Stored entries
# # # # #
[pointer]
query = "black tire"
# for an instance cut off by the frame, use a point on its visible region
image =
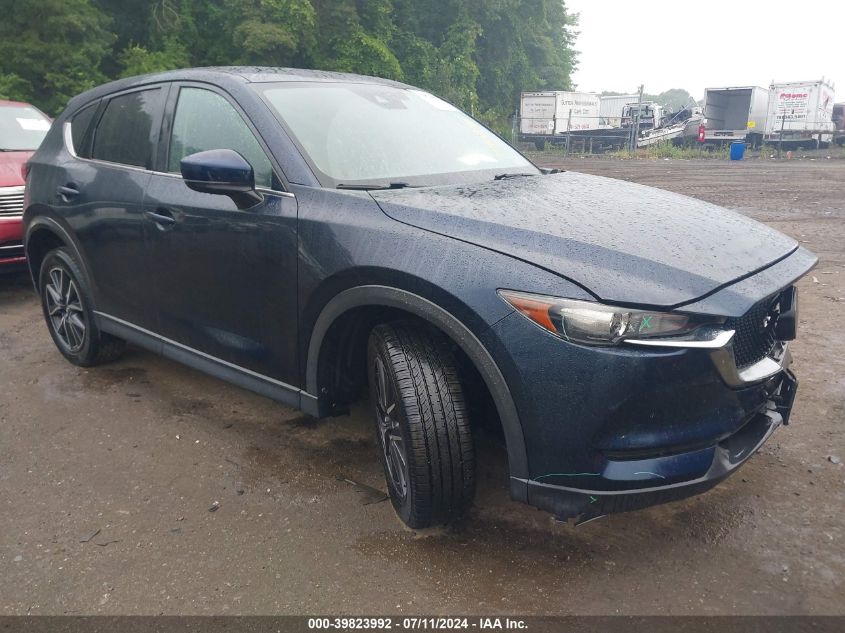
(429, 414)
(69, 314)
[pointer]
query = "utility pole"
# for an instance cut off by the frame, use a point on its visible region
(782, 124)
(635, 120)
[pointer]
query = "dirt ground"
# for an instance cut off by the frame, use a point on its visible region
(137, 452)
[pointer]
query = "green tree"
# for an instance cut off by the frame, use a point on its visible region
(55, 47)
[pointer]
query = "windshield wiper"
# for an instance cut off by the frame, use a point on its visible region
(506, 176)
(362, 187)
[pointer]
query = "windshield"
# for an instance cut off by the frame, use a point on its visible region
(21, 128)
(371, 133)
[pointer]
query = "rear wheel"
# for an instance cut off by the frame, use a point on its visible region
(421, 423)
(66, 303)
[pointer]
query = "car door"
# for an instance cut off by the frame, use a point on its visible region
(226, 277)
(100, 191)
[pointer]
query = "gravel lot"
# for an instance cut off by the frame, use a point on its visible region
(140, 450)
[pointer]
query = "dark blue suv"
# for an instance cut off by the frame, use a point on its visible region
(307, 234)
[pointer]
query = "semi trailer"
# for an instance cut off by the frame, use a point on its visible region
(800, 114)
(735, 113)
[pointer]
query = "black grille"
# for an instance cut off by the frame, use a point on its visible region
(755, 332)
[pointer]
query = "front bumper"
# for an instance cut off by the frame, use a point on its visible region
(678, 475)
(621, 428)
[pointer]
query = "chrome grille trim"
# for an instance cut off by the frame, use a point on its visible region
(11, 200)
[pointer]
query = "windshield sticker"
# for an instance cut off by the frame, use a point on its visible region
(33, 125)
(434, 101)
(476, 159)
# # # # #
• **Work to do**: Find every line in the entries above that contains the word "grille", and copy each of those lines.

• **Response to this exercise**:
query = "black grille"
query = "chrome grille trim"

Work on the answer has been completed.